Data section:
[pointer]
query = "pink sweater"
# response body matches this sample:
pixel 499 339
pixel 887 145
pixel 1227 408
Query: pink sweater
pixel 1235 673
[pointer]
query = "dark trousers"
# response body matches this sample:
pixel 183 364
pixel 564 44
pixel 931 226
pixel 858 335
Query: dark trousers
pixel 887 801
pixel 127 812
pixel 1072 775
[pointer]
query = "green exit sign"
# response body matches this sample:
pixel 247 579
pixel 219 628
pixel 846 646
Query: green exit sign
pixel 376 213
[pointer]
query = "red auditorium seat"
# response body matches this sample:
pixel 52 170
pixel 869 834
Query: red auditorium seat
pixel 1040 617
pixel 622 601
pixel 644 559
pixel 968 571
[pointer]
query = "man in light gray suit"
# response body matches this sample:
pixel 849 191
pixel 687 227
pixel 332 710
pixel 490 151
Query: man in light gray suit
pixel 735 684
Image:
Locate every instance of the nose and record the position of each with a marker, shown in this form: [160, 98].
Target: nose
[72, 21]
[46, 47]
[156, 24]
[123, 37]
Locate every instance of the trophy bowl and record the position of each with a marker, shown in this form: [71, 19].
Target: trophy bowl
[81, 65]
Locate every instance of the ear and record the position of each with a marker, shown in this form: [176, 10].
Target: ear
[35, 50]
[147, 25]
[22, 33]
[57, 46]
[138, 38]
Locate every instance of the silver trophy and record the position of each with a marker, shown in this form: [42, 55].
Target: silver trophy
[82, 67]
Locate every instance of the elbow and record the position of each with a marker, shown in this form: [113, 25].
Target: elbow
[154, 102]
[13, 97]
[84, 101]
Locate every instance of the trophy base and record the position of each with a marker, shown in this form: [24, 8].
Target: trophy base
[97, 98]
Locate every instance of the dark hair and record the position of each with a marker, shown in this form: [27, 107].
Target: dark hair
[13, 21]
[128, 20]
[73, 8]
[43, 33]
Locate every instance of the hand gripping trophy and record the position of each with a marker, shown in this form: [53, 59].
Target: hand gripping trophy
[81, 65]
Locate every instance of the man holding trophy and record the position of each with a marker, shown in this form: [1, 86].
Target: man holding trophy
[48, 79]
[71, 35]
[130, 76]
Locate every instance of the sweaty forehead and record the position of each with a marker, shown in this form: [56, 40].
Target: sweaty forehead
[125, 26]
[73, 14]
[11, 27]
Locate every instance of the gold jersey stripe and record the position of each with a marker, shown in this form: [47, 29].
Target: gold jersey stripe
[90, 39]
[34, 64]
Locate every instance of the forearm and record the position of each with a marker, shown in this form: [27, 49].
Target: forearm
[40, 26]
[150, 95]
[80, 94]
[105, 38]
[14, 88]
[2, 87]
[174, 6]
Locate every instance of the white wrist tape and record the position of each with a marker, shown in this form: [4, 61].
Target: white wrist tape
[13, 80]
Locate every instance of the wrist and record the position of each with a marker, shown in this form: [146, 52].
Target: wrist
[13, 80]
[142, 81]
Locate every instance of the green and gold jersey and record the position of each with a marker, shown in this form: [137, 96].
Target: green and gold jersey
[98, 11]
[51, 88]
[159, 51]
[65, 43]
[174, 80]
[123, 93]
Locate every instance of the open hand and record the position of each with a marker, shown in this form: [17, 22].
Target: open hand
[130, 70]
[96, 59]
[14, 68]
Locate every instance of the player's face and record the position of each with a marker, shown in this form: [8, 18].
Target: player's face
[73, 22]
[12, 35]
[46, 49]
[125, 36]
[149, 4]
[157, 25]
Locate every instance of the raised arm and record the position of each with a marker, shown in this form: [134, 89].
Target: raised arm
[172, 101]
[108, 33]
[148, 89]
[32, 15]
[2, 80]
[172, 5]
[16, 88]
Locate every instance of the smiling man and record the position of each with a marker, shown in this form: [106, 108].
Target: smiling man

Directive: Render the listing above as a Markdown table with the columns Row and Line, one row per line and blank lines omitted.

Solution to this task:
| Row | Line |
|---|---|
| 1 | [pointer] |
| 2 | query = "pink sweater" |
| 3 | # response body matches this sample: |
| 4 | pixel 499 339 |
| 5 | pixel 887 145 |
| 6 | pixel 1227 408 |
| 7 | Query: pink sweater |
| 8 | pixel 1235 673 |
| 9 | [pointer] |
| 10 | query = "dark trousers" |
| 11 | # response body matches this sample: |
| 12 | pixel 183 364 |
| 13 | pixel 564 44 |
| 14 | pixel 931 226 |
| 15 | pixel 858 335 |
| 16 | Query: dark trousers |
| 17 | pixel 887 801 |
| 18 | pixel 127 812 |
| 19 | pixel 1072 775 |
| 20 | [pointer] |
| 21 | query = "green exit sign" |
| 22 | # response body matches this sample: |
| 23 | pixel 247 579 |
| 24 | pixel 219 628 |
| 25 | pixel 846 646 |
| 26 | Query: green exit sign |
| 27 | pixel 376 213 |
| 28 | [pointer] |
| 29 | query = "red auditorium seat" |
| 30 | # response body matches this sample: |
| 31 | pixel 52 170 |
| 32 | pixel 869 834 |
| 33 | Query: red auditorium seat |
| 34 | pixel 1040 617 |
| 35 | pixel 622 601 |
| 36 | pixel 644 559 |
| 37 | pixel 968 571 |
| 38 | [pointer] |
| 39 | query = "man in light gray suit" |
| 40 | # response body matches this sample: |
| 41 | pixel 849 191 |
| 42 | pixel 687 227 |
| 43 | pixel 332 710 |
| 44 | pixel 490 151 |
| 45 | Query: man in light gray suit |
| 46 | pixel 735 684 |
| 47 | Image: |
| 48 | Locate every instance of the nose and record the position of each with a marker, shown in this form: [160, 98]. |
| 49 | Target: nose |
| 50 | [72, 21] |
| 51 | [46, 47] |
| 52 | [156, 24] |
| 53 | [123, 37] |
| 54 | Locate every instance of the trophy bowl and record the position of each with a marker, shown in this form: [71, 19]. |
| 55 | Target: trophy bowl |
| 56 | [81, 65] |
| 57 | Locate every instance of the ear and record the position of each with a marker, shown in this form: [176, 10]. |
| 58 | Target: ear |
| 59 | [35, 50] |
| 60 | [147, 25] |
| 61 | [22, 33] |
| 62 | [57, 46] |
| 63 | [138, 38] |
| 64 | Locate every instance of the silver trophy and record the position of each with a marker, shown in this form: [42, 55]. |
| 65 | Target: silver trophy |
| 66 | [82, 67] |
| 67 | Locate every instance of the elbow and record the position of each with a marker, shown in this form: [113, 25]. |
| 68 | Target: elbow |
| 69 | [154, 102] |
| 70 | [13, 97] |
| 71 | [84, 101] |
| 72 | Locate every instance of the trophy base and record the position of each with a marker, shown in this form: [24, 8]. |
| 73 | Target: trophy base |
| 74 | [97, 98] |
| 75 | Locate every instance of the dark hair and record the position of each with a marker, shown in this form: [27, 107]. |
| 76 | Target: dark hair |
| 77 | [13, 21] |
| 78 | [128, 20] |
| 79 | [73, 8] |
| 80 | [43, 33] |
| 81 | Locate every instance of the hand gripping trophy and record the position of each with a marker, shown in this form: [53, 59]. |
| 82 | Target: hand gripping trophy |
| 83 | [81, 65] |
| 84 | Locate every instance of the man holding trophy and record the position of each with a marker, shown in this form: [1, 86]. |
| 85 | Target: man holding trophy |
| 86 | [48, 79] |
| 87 | [71, 35] |
| 88 | [130, 76] |
| 89 | Locate every instance of the sweaty forehead and record the position of each with a marker, shown in this form: [56, 40]. |
| 90 | Target: sweaty forehead |
| 91 | [125, 26] |
| 92 | [73, 14] |
| 93 | [11, 27] |
| 94 | Locate every instance of the gold jersey stripe and record the position of each with a marker, shown in this form: [47, 29]. |
| 95 | Target: gold jersey stripe |
| 96 | [90, 39] |
| 97 | [34, 64] |
| 98 | Locate every instance of the forearm and record the position of each with a marker, shown in this form: [27, 49]. |
| 99 | Target: forearm |
| 100 | [40, 26] |
| 101 | [150, 95] |
| 102 | [80, 94] |
| 103 | [105, 38] |
| 104 | [14, 88] |
| 105 | [2, 87] |
| 106 | [174, 6] |
| 107 | Locate every instance of the white wrist tape and record the position of each with a marker, shown in this form: [4, 61]. |
| 108 | Target: white wrist tape |
| 109 | [13, 80] |
| 110 | Locate every instance of the wrist and record the position of each with a marker, shown in this form: [146, 52]. |
| 111 | Target: wrist |
| 112 | [13, 80] |
| 113 | [142, 81] |
| 114 | Locate every instance of the green and gold jersey and record the position of each with a marker, shown in this form: [137, 96]. |
| 115 | Target: green and gold jersey |
| 116 | [98, 11] |
| 117 | [51, 88] |
| 118 | [159, 51] |
| 119 | [65, 43] |
| 120 | [174, 80] |
| 121 | [123, 93] |
| 122 | Locate every instance of the open hand and record the position of each with a marker, shown in this form: [17, 22]. |
| 123 | Target: open hand |
| 124 | [130, 70] |
| 125 | [96, 59] |
| 126 | [14, 68] |
| 127 | Locate every instance of the player's face and record the position of each with a marker, shown in this form: [8, 18]. |
| 128 | Target: player's face |
| 129 | [73, 22] |
| 130 | [12, 35] |
| 131 | [46, 49] |
| 132 | [125, 36] |
| 133 | [149, 4] |
| 134 | [157, 25] |
| 135 | Locate every instance of the raised arm and record the position of each with a marker, shown in this form: [134, 89]. |
| 136 | Target: raised arm |
| 137 | [172, 101] |
| 138 | [108, 33] |
| 139 | [148, 89] |
| 140 | [32, 15] |
| 141 | [2, 80] |
| 142 | [172, 5] |
| 143 | [16, 88] |
| 144 | Locate every instance of the smiling man and record the position of each with a marker, shown in this form: [106, 108]. |
| 145 | Target: smiling man |